— Required action 1 —
Set down the part of the osteoporosis text that opens with the words containing "His prescription for" and closes with "Quit drinking alcohol.".
— Required action 2 —
List every uncontrollable risk factor for developing osteoporosis that the osteoporosis text names.

— Document excerpt —
Start of Block

There are some uncontrollable risk factors that contribute to developing osteoporosis, such as age, gender, race, reproductive status, and genetics.

In post-menopausal women, the lack of estrogen triggers osteoplastic activity, which eats up bone. That is when women start losing bone density, according to Dr. O’Malley. This also happens in men when they have low estrogen, especially along with other risks, such as drinking alcohol and smoking.

Preventable risks that can be addressed include a sedentary lifestyle, smoking, drinking alcohol, and vitamin D and calcium deficiencies.

“Exercise has been shown to be a preventative measure in study after study,” said Dr. O’Malley.

His prescription for healthy bones includes:

  • Start an exercise program, walk every day.
  • Do strengthening exercises to help prevent falls.
  • Quit smoking.
  • Quit drinking alcohol.
  • Take Vitamin D3, 800 mg. daily by the age of 60.
  • Take calcium - 1200 mg. daily by the age of 60.

Vitamin D and calcium play a large role in the development of bone density and maintaining it over the years. Dr. O’Malley likes to use the analogy of putting money in the bank.

“You start making deposits into the bank at age 12 when you have your first babysitting job. The bank allows you to put money in until you are 25. At age 25, they stop taking deposits. The teller is Vitamin D and calcium is the money in this analogy, the bank is bone. Without the teller, you can’t make deposits. Without Vitamin D, calcium can’t get absorbed into the bone. Thereafter, somebody else comes along and just takes withdrawals out of your bank. They take withdrawals the rest of your life. If they take a lot of money out of the bank, then you will be in trouble. We want to slow down the rate of money taken out of the bank. After age 25, we want to slow down the reabsorption of bone, so it doesn’t get reabsorbed fast, and you have great bone density when you are 50.”

These are also the steps he includes in the treatment of osteoporosis, with some additional requirements.

“I prefer not to talk about treatment with medications as a first line because there are a lot of side effects,” said Dr. O’Malley. “I like to talk about quitting smoking and alcohol, getting out once a day to build on walking up to three miles a day every other day and one mile per day between those days. If you have a fracture, I will bump up the calcium to 2000 mg. per day and Vitamin D3 to 1200 mg per day.”

After six months of treatment using diet that includes foods high in calcium and Vitamin D, exercise, Vitamin D3 and Calcium supplements, and a review of the patient’s bone mass density test, he will then prescribe medication, if necessary.

End of Block

— Supplied data —

Start of Block

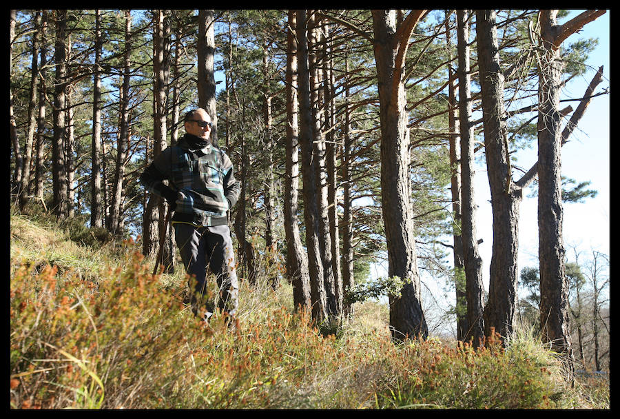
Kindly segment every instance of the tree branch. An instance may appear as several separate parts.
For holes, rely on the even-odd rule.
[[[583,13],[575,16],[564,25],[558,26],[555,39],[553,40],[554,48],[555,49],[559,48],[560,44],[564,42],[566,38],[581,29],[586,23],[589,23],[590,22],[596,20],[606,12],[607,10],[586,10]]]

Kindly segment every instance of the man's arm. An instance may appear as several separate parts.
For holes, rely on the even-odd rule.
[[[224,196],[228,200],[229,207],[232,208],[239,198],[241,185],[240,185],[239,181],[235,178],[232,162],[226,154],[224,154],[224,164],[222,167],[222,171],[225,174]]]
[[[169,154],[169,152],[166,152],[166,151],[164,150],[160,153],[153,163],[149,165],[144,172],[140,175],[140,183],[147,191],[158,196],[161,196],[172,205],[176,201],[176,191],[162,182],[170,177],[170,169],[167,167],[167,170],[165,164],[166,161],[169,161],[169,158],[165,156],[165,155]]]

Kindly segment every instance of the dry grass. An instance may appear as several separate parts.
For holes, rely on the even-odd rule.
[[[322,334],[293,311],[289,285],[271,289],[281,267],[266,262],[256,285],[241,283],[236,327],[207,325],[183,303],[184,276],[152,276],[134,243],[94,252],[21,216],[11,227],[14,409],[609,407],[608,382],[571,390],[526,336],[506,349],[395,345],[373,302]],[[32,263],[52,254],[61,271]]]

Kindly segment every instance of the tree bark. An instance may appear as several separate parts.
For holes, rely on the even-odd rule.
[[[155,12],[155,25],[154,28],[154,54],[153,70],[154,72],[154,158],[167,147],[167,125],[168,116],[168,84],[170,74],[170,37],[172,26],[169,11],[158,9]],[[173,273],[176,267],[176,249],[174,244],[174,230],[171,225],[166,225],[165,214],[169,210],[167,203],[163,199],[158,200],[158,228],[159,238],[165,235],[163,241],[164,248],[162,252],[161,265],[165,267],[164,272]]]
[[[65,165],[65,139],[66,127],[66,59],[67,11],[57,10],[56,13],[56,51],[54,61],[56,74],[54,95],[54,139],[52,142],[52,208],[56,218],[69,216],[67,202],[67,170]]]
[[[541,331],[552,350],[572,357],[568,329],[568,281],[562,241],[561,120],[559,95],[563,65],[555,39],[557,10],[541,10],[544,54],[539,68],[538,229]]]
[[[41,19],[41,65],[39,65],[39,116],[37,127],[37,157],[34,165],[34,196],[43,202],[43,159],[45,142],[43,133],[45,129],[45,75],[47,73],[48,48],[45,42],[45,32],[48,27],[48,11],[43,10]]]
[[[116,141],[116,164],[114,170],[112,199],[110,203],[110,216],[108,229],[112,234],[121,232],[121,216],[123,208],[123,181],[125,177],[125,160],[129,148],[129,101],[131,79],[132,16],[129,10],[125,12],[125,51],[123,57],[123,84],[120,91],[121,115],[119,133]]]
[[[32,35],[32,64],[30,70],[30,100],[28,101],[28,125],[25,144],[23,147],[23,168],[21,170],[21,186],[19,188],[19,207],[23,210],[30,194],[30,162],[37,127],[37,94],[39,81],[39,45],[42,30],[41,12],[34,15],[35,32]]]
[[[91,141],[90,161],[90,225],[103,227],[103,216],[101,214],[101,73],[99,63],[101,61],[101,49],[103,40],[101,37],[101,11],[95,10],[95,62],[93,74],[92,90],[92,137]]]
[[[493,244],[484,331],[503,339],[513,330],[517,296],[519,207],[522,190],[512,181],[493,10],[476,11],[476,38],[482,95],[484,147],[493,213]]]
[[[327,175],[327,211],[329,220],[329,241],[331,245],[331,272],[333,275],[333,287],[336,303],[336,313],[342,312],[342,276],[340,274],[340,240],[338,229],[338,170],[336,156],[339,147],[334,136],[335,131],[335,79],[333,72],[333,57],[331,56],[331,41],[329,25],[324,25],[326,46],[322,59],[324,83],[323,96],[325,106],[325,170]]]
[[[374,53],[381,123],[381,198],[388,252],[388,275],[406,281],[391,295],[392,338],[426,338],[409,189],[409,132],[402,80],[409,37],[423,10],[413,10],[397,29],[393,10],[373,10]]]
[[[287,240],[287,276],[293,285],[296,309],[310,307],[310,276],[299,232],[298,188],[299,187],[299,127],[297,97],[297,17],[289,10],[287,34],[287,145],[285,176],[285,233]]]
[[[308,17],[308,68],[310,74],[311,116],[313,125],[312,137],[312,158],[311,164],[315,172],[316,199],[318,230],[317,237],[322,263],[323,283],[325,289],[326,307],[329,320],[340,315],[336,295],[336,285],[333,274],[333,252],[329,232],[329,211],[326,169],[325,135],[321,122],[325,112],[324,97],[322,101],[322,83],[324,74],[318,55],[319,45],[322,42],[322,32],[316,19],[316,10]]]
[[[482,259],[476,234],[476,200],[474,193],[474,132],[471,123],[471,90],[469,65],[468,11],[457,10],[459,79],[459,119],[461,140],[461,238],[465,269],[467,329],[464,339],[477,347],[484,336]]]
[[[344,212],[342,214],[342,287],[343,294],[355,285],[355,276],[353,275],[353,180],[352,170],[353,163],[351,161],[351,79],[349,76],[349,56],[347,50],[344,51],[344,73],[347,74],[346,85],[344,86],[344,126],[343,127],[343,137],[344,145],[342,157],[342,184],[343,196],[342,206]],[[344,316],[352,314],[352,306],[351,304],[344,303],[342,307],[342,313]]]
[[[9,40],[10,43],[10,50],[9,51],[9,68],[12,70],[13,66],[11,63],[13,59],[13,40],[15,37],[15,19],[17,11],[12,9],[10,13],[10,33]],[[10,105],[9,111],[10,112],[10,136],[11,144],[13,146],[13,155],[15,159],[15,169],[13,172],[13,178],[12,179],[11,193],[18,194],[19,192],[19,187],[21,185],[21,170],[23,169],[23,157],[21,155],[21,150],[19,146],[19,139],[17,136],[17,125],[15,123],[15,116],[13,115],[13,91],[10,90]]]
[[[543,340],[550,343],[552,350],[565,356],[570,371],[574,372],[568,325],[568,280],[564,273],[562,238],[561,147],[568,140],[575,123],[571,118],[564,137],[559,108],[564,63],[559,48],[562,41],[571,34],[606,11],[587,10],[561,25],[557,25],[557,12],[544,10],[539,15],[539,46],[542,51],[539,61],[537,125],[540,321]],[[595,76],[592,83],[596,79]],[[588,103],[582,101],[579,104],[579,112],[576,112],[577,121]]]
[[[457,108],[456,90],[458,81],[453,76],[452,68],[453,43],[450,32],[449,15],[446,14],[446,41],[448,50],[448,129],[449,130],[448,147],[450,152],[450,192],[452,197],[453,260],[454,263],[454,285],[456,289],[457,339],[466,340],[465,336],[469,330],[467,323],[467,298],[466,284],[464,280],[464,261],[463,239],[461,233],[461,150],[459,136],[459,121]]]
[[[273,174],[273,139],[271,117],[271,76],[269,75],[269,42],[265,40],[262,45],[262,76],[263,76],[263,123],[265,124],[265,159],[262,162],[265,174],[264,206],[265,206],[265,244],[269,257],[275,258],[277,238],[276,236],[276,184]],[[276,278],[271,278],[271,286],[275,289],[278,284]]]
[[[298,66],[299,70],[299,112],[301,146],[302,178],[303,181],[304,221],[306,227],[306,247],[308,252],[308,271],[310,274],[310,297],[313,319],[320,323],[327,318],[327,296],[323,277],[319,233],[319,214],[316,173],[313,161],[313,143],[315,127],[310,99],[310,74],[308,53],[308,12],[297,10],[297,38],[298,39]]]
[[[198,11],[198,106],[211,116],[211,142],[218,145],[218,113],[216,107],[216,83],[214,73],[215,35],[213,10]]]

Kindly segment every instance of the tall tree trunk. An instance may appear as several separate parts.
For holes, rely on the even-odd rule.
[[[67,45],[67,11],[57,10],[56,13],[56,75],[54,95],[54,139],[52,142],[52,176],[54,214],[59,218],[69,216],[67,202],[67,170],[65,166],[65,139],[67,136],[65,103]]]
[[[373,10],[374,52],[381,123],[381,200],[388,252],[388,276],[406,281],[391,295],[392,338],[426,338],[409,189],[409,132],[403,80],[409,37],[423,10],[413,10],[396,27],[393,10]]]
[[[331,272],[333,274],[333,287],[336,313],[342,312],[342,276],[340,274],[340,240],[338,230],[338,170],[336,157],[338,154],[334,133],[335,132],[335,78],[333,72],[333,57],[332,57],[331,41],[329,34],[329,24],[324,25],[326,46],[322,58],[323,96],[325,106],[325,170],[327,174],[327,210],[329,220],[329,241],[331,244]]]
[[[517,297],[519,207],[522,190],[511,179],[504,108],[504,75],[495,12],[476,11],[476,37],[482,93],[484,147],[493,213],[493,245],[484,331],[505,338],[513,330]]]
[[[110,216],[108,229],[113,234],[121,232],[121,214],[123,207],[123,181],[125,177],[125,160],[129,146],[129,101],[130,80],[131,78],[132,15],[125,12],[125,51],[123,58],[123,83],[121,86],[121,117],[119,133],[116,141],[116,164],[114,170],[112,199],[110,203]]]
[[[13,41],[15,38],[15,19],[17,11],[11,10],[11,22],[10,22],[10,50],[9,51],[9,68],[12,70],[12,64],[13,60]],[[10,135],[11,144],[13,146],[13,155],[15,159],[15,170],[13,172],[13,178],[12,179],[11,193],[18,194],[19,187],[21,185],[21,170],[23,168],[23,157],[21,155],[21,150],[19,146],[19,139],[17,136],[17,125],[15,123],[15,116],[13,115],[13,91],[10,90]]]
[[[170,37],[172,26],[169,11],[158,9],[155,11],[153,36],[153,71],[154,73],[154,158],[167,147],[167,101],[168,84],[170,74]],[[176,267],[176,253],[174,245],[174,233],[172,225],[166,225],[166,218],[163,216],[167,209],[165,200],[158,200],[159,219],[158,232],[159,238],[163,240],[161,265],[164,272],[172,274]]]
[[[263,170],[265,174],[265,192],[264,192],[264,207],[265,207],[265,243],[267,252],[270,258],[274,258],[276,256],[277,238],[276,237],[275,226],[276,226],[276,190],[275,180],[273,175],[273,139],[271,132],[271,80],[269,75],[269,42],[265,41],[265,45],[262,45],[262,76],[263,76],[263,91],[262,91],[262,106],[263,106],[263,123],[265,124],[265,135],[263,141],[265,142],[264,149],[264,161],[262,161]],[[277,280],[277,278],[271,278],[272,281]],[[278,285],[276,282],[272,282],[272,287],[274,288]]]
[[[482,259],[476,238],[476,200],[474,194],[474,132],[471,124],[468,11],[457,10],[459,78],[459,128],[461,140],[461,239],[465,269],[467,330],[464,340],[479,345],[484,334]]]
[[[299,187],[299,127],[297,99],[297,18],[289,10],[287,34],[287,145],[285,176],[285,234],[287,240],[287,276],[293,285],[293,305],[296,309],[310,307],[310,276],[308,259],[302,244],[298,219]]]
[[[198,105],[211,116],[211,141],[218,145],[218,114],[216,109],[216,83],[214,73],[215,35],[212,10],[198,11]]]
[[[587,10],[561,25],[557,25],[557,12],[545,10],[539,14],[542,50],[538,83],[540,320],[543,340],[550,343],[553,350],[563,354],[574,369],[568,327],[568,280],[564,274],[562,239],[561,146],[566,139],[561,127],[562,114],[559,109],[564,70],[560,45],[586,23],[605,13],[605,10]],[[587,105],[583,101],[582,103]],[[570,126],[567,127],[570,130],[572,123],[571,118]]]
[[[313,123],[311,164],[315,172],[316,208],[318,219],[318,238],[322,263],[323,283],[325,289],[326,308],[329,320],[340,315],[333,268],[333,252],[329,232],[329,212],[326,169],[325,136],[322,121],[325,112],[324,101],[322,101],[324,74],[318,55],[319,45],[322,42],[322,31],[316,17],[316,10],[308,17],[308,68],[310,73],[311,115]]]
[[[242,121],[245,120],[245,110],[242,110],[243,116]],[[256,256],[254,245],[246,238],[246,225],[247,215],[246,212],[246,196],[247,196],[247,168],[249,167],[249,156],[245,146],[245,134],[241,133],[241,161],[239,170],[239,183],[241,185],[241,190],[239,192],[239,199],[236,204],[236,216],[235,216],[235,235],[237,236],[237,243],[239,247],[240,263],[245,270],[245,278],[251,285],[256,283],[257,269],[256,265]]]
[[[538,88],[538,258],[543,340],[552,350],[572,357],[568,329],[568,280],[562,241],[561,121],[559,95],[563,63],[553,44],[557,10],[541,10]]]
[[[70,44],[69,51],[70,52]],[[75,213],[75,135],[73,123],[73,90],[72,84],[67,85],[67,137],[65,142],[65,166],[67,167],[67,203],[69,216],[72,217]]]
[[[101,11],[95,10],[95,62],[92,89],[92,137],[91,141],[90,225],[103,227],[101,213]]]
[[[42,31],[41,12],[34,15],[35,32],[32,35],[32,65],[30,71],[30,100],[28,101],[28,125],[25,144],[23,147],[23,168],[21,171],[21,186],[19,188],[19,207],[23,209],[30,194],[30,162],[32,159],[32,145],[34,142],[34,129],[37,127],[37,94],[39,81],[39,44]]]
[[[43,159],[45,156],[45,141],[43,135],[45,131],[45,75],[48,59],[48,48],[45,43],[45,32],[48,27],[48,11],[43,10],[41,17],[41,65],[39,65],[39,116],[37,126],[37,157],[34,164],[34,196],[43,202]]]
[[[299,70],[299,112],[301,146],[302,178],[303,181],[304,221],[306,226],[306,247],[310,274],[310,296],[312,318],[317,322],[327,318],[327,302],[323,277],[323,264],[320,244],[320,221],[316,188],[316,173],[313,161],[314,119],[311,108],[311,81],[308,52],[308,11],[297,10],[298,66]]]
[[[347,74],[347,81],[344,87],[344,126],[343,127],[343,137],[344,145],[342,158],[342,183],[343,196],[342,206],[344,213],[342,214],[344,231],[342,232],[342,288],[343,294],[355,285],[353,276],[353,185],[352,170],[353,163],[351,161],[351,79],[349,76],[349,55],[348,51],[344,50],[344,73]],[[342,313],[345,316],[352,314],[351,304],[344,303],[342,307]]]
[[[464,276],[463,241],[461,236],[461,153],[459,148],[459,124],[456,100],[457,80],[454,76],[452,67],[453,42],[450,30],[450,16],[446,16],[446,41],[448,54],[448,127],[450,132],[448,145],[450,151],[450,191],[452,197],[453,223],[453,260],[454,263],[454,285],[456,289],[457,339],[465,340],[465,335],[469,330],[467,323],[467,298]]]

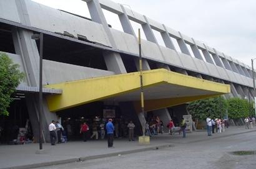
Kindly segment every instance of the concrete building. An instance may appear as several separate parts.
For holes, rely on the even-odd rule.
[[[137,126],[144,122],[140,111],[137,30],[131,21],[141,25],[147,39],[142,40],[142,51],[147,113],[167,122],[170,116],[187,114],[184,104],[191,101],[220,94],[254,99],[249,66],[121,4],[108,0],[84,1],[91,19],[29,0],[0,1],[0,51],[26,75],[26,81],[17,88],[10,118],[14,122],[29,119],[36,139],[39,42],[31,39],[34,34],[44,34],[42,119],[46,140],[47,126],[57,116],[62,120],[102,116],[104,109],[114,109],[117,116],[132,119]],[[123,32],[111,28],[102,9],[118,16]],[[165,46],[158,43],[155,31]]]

End of Block

— Written response 1 —
His prescription for healthy bones includes:

  • Start an exercise program, walk every day.
  • Do strengthening exercises to help prevent falls.
  • Quit smoking.
  • Quit drinking alcohol.

— Written response 2 —
- Age
- Gender
- Race
- Reproductive status
- Genetics